[Start]

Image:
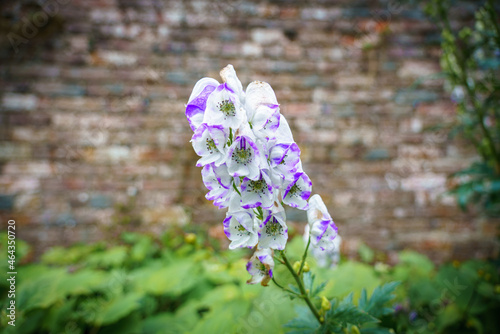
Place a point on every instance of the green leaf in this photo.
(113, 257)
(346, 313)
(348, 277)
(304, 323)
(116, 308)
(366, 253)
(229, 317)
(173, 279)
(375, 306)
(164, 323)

[End]
[Start]

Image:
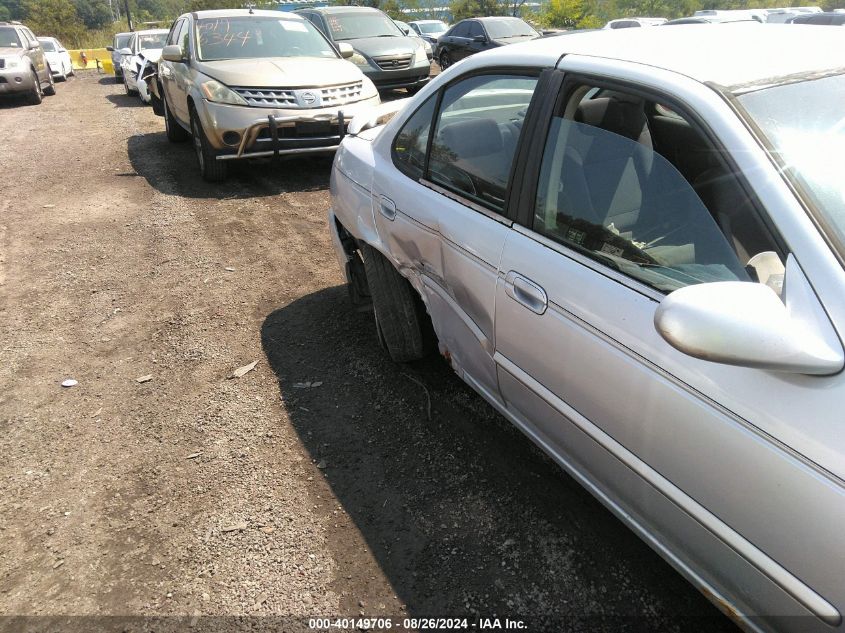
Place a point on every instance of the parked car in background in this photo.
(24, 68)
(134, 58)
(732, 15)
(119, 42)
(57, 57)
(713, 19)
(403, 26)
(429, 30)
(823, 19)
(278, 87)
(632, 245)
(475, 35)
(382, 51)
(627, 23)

[End]

Exercise task:
Report the number of lines in the records above that contain the string "every", with case counting. Give the number alone.

In response:
2